[Pointing dataset excerpts]

◆ ◆ ◆ ◆ ◆ ◆ ◆

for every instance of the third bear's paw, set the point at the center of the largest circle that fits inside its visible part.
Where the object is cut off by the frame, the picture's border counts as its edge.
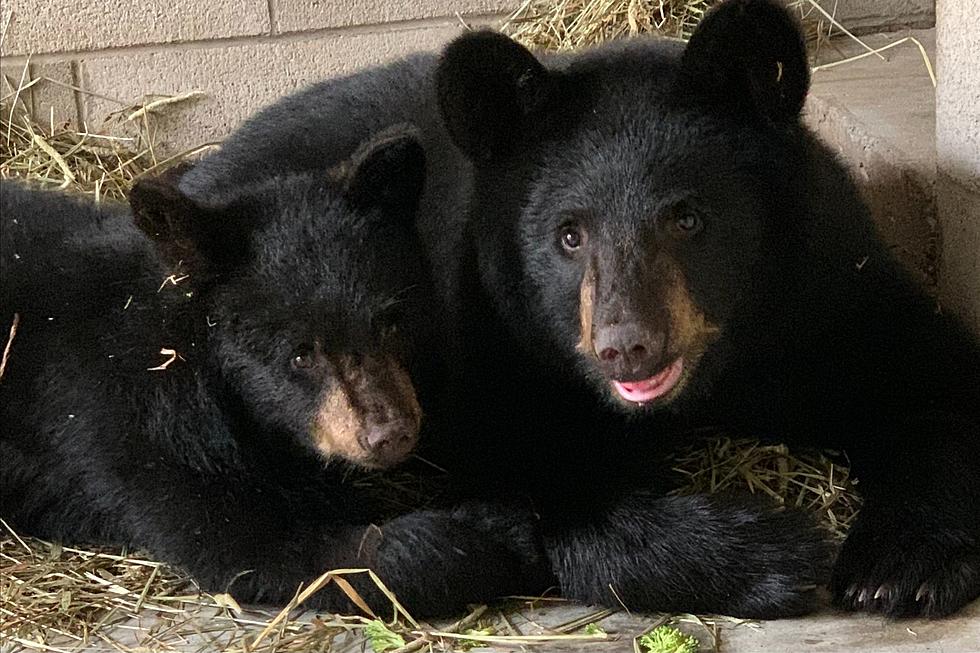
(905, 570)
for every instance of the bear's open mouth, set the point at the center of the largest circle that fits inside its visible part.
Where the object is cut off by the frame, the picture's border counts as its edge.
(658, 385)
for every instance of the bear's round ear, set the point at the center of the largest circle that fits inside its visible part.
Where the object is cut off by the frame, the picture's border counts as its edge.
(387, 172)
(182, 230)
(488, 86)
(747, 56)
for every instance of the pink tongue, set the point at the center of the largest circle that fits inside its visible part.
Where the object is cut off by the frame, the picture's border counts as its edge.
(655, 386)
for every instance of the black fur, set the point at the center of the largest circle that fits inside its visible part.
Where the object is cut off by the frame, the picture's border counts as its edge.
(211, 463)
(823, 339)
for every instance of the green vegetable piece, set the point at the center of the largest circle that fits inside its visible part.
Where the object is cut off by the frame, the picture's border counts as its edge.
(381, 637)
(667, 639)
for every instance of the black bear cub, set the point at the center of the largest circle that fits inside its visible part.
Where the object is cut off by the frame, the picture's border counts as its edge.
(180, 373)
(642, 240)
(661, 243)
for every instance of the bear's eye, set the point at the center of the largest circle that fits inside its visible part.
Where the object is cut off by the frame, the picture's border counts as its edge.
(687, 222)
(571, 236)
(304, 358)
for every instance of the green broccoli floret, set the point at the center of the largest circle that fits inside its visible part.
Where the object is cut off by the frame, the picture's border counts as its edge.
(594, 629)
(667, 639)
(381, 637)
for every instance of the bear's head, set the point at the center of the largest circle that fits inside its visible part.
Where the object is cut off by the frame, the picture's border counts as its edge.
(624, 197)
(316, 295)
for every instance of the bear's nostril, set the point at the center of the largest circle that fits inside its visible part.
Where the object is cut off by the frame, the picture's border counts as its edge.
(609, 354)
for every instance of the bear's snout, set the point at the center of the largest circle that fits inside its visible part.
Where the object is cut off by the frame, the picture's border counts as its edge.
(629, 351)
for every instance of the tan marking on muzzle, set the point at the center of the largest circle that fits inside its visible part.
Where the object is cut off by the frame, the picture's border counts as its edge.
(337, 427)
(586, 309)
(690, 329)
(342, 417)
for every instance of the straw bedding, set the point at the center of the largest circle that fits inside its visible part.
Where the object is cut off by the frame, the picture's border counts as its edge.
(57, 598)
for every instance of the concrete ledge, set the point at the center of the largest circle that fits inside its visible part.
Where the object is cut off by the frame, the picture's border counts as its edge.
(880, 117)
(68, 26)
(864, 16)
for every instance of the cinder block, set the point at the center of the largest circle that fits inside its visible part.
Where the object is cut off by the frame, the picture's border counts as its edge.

◆ ◆ ◆ ◆ ◆ ◆ ◆

Set down the records above verbatim, line for line, from start to finish, leaving out the pictures.

OUTPUT FOR THIS EXERCISE:
for every instance of the third bear's paw, set the point at the center of the largest circle that fits inside its visible part.
Where the object is cut off by the frame, the picture's border counts as its edge.
(905, 570)
for every instance of the bear's open mouth, set the point at the center of the largest circle that fits inside its visible part.
Where the object is cut off by the frame, the picture's border counts as its edge.
(658, 385)
for every instance of the bear's round ear, set the point at the center of the largest circle that fits inside its visible part.
Where the object is cut off by the frame, the picture's border counts as its edge.
(387, 172)
(182, 230)
(488, 86)
(747, 56)
for every instance of the pink tongue, set the point at the center of the largest circle that fits inside its visible part.
Where the object is cut off by the frame, the picture's border counts as its edge.
(655, 386)
for every instance of the black fur, set the point at the center of the largest circle that fits inside its visible part.
Where the object is cut off by the frame, the picture's border counts as its edge.
(211, 463)
(823, 339)
for every instance of the green vegetable piece, set the point at the center of the largest circle that fits inside its visible part.
Where the object is cut off by the frame, the picture's border counts as its edge.
(381, 637)
(667, 639)
for every instance of the black bear cub, set the point at the center of the largest circle that fits inside its visible part.
Where the object is cut off by the frame, the picture's border counts as its edge.
(180, 373)
(642, 240)
(661, 243)
for every instance of the bear's eye, set the point at the center of the largest circle that fits inside its visible part.
Where the object is cut off by the frame, the picture's border counts as its edge.
(687, 222)
(571, 236)
(304, 358)
for every instance of the green broccoli floret, set the point at the center of the largest circle that fits inside its visible part.
Where the object is cut off by the frame, the picture's border counts as its edge.
(594, 629)
(667, 639)
(381, 637)
for every instance of the bear's head, set the point at the center of the largest circle that fits inside its visible part.
Where the object is cut off by the frame, the picture's border counts as its edge.
(624, 197)
(316, 295)
for every instance of the bear's nostril, set the point at the center of the largest circle that fits inside its visible part.
Where the object is cut off by the frame, the picture's border counts as its edge.
(609, 354)
for every instance of the bear's snout, set the point at the center of the largest circle that fits inside its visible part.
Where the object is cut off by the frame, the picture's border counts as its edge.
(629, 351)
for every instance of the tan marking on muzzle, set the point at the center of the largest circle that fits inside its visible part.
Where the object is cut off by the frame, the picture's border counts as its edge.
(337, 427)
(586, 309)
(690, 329)
(342, 417)
for every instance of the straw bedding, set the point at the center of the largest circle that fits inside its visible part.
Where the object is cut off by the frame, the picture's border counts as its edge.
(57, 598)
for every instance of the concrete ledge, set the point at the center of the largest circle that fits inside its visible part.
Where the object is cut off by the frame, the picture's border counts as its edge.
(880, 117)
(68, 26)
(864, 16)
for every instance of the cinder block, set the point at the center of the largest circle that fits inside its visible part.
Where the object is cut off by the frame, the picture's border counts as its edge.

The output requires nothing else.